Task directions
Print out the entries below with no edits.

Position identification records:
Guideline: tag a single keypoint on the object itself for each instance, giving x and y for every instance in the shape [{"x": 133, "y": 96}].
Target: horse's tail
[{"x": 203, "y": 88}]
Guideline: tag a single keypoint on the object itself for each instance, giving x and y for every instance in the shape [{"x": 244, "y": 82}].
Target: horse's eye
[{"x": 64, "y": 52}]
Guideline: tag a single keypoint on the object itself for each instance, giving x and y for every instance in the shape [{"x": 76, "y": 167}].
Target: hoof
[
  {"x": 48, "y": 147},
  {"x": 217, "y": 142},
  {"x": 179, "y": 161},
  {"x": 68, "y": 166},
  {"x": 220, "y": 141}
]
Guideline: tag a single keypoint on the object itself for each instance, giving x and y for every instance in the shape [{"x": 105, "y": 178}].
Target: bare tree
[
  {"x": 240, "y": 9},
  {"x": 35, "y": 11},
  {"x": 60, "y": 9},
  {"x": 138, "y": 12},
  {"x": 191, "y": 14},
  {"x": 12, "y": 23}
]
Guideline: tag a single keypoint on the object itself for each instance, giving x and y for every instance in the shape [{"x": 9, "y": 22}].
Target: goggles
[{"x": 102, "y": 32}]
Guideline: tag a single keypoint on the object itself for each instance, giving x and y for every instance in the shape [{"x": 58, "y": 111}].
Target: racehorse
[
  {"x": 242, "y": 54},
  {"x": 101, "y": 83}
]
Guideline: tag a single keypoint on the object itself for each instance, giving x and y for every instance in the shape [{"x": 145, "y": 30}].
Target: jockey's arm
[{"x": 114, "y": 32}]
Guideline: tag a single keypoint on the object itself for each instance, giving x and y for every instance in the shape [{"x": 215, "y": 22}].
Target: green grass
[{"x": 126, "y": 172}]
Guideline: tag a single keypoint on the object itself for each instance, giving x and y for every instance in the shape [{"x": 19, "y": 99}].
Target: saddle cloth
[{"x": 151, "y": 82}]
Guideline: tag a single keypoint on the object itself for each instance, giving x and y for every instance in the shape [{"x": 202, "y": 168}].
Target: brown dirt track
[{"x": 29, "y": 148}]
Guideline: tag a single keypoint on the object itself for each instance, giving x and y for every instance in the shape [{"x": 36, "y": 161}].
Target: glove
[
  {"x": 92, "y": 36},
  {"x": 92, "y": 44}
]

Answer to this problem
Guideline: tag a single keypoint on the object itself for each instance, giving x and y for every instance in the shape [{"x": 133, "y": 96}].
Target: horse's tail
[{"x": 203, "y": 88}]
Guideline: tag a single keypoint on the object itself for each instance, giving x and y for every instance in the shape [{"x": 244, "y": 82}].
Target: horse's eye
[{"x": 64, "y": 52}]
Guideline: tag a single keypoint on the object itself for each instance, giving x and y for every instance in the shape [{"x": 76, "y": 167}].
Target: hoof
[
  {"x": 48, "y": 147},
  {"x": 217, "y": 142},
  {"x": 179, "y": 161},
  {"x": 68, "y": 166},
  {"x": 220, "y": 141}
]
Guideline: tag a single keypoint on the object itself for each instance, giving x and y for every instance in the shape [{"x": 105, "y": 178}].
Target: bare tree
[
  {"x": 240, "y": 9},
  {"x": 35, "y": 11},
  {"x": 60, "y": 9},
  {"x": 138, "y": 12},
  {"x": 191, "y": 14},
  {"x": 12, "y": 23}
]
Guideline: tag a single keypoint on the object itself for each instance, giving x and y for every instance in the shape [{"x": 9, "y": 22}].
Target: goggles
[{"x": 102, "y": 32}]
Guideline: tag a single keypoint on the object itself for each instance, giving x and y for every instance in the shape [{"x": 58, "y": 111}].
Target: racehorse
[
  {"x": 242, "y": 54},
  {"x": 101, "y": 83}
]
Guideline: tag a single keypoint on the object itself for each instance, giving x and y for every instance in the shape [{"x": 145, "y": 30}].
Target: jockey's arm
[{"x": 114, "y": 32}]
Guideline: tag a single keypoint on the object itself for each instance, giving x and y for every instance in the shape [{"x": 215, "y": 22}].
Target: green grass
[{"x": 126, "y": 172}]
Guideline: tag a single keypoint on the object itself for each instance, giving x and y for every instance in the shape [{"x": 19, "y": 99}].
Target: saddle cloth
[{"x": 151, "y": 82}]
Guideline: tag a single keypoint on the object itself for each instance, giving x and y for every instance in the shape [{"x": 202, "y": 168}].
Target: brown dirt track
[{"x": 29, "y": 148}]
Guideline: tag a single keypoint on the object itself for each instance, giving x and y for every instance in the shape [{"x": 36, "y": 161}].
Target: glove
[
  {"x": 92, "y": 36},
  {"x": 92, "y": 44}
]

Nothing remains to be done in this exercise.